Problem to work on :: When the word "photo" shows up in a line of the data below, copy that whole line.

Given entries ::
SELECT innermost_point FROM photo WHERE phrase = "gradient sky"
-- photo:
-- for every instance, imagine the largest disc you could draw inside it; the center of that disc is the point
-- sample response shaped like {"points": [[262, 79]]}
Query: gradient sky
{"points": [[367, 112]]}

Solution for this task ::
SELECT innermost_point FROM photo WHERE phrase = "gradient sky"
-- photo:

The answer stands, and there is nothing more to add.